From the data below, return the exact lines starting at the line containing "Please provide the mask of every instance of the chopstick." and ending at the line containing "The photo above is the one in question.", both included, and nothing else.

[Collection entries]
☆ ☆ ☆

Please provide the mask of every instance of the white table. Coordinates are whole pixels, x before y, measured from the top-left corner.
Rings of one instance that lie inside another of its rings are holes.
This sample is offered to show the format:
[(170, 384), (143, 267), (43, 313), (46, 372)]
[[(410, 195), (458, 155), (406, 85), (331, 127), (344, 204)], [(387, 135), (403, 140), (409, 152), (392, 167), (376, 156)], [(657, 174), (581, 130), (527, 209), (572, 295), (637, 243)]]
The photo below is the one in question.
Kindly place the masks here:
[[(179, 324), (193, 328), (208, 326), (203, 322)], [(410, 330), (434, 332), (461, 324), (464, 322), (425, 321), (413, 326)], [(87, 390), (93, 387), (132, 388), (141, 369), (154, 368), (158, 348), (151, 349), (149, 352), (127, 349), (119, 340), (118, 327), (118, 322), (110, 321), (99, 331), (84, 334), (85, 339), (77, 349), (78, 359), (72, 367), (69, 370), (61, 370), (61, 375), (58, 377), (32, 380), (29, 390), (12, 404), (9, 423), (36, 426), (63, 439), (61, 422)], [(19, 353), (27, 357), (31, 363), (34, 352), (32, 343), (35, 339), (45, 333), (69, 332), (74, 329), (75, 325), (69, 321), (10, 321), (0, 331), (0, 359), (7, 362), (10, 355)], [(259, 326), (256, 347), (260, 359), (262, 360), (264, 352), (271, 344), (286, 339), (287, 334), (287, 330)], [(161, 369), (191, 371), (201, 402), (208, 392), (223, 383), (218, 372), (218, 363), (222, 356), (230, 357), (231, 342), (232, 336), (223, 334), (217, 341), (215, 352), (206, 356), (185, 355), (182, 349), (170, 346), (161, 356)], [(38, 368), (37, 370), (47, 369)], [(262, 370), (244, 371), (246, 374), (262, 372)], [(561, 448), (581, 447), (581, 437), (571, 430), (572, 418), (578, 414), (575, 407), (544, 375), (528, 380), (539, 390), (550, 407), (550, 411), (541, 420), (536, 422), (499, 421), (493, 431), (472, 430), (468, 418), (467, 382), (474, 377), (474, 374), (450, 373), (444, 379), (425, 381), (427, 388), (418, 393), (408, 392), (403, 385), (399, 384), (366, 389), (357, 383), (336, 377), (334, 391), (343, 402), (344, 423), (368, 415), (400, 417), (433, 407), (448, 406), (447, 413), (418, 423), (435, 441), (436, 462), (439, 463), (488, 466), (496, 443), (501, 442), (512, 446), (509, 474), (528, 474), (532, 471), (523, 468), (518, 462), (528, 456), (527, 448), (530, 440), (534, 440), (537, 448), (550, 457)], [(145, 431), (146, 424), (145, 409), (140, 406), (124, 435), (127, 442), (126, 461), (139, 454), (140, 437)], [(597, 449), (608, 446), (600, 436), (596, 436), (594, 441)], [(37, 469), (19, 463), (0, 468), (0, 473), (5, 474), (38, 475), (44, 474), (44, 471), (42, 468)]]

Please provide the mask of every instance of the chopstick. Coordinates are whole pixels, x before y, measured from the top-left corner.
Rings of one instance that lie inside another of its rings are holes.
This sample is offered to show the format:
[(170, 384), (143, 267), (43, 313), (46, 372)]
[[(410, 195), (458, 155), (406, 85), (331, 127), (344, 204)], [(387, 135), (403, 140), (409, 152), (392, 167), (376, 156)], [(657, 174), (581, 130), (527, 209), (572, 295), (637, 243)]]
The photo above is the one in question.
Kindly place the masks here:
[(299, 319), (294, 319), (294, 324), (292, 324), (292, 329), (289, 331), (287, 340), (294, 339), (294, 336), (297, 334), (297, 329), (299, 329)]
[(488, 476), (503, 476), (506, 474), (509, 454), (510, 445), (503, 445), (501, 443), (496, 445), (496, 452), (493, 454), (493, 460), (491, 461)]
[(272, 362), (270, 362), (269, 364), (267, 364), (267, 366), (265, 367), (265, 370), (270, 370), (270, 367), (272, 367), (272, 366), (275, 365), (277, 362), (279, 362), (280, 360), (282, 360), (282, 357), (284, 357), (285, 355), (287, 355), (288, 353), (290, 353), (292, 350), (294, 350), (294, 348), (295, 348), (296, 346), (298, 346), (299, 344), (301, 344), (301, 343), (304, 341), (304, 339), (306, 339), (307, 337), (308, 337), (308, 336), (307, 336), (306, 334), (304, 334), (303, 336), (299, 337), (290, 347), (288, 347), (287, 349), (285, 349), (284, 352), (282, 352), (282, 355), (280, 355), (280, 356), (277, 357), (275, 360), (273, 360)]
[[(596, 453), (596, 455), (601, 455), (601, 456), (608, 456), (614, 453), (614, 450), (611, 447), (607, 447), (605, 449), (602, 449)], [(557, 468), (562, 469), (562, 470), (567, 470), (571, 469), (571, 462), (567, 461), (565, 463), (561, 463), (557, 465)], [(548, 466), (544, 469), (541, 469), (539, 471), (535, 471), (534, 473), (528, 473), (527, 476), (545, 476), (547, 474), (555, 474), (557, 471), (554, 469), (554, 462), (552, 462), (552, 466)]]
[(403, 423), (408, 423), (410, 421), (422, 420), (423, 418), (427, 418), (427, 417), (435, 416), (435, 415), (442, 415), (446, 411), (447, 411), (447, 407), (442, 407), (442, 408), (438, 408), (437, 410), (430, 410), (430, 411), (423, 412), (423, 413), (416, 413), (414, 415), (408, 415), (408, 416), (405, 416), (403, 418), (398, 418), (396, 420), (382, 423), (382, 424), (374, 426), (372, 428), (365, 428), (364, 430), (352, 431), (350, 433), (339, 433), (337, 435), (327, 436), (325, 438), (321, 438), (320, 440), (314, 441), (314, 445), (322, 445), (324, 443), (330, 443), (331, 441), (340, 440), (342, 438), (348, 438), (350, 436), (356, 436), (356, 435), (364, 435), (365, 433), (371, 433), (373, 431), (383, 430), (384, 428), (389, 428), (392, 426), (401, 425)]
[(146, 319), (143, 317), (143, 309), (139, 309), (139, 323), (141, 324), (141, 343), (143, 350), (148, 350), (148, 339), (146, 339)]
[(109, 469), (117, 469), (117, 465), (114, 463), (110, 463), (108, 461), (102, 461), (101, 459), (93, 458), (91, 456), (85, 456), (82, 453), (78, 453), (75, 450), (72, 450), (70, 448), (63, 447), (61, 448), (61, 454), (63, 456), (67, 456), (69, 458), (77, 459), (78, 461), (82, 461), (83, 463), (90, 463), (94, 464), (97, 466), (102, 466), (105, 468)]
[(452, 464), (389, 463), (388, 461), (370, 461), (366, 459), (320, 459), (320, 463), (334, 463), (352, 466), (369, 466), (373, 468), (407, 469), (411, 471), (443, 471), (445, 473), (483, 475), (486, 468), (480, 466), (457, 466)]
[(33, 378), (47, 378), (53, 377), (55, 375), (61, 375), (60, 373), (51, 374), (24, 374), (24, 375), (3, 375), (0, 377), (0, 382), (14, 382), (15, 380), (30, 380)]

☆ ☆ ☆

SOLUTION TO THIS EXERCISE:
Please provide the mask of every instance of the chopstick. Coordinates are whole pixels, x before y, measured from the top-left corner.
Rings of one instance that lie inside another of its rings are holes.
This sample is offered to show the format:
[(170, 384), (143, 267), (43, 313), (46, 372)]
[[(410, 195), (458, 155), (406, 85), (331, 127), (344, 204)], [(387, 135), (403, 140), (409, 152), (392, 167), (376, 156)], [(657, 174), (581, 130), (527, 209), (572, 295), (637, 243)]]
The photo above is the one in question.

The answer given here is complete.